# What is needed
Rewrite the material below, substituting "stack of hula hoops" for every occurrence of "hula hoop stack" and leaving everything else unchanged.

# The records
§ §

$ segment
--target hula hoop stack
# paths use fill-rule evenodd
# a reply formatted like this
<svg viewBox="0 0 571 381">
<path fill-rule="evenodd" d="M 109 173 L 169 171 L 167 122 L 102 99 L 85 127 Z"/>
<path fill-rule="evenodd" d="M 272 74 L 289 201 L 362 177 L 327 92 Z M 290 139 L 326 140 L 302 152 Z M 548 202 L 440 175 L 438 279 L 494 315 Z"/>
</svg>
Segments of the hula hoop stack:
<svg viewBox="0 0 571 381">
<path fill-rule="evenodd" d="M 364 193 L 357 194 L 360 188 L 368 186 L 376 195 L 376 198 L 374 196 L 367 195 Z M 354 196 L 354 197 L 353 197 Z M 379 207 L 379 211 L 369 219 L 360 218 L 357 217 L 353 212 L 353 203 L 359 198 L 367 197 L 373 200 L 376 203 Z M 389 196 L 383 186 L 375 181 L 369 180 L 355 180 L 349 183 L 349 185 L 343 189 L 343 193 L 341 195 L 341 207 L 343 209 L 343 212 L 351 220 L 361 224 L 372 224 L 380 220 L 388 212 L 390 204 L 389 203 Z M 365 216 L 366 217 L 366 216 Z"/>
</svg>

§ §

# Exercise answer
$ segment
--target stack of hula hoops
# paths use fill-rule evenodd
# a reply formatted like this
<svg viewBox="0 0 571 381">
<path fill-rule="evenodd" d="M 109 173 L 169 171 L 167 122 L 102 99 L 85 127 Z"/>
<path fill-rule="evenodd" d="M 272 74 L 289 201 L 362 177 L 327 92 Z M 290 139 L 326 140 L 302 152 Z M 548 202 L 440 175 L 438 279 L 494 315 Z"/>
</svg>
Segments of the stack of hula hoops:
<svg viewBox="0 0 571 381">
<path fill-rule="evenodd" d="M 364 193 L 357 194 L 360 188 L 368 186 L 376 195 L 376 198 L 374 196 L 367 195 Z M 354 196 L 354 197 L 353 197 Z M 379 207 L 379 211 L 369 219 L 360 218 L 357 217 L 353 212 L 353 203 L 359 198 L 367 197 L 373 200 L 376 203 Z M 389 196 L 383 186 L 375 181 L 369 180 L 355 180 L 349 183 L 349 185 L 343 189 L 343 193 L 341 195 L 341 207 L 343 209 L 343 212 L 351 220 L 361 224 L 372 224 L 380 220 L 388 212 L 390 204 L 389 203 Z M 365 216 L 366 217 L 366 216 Z"/>
</svg>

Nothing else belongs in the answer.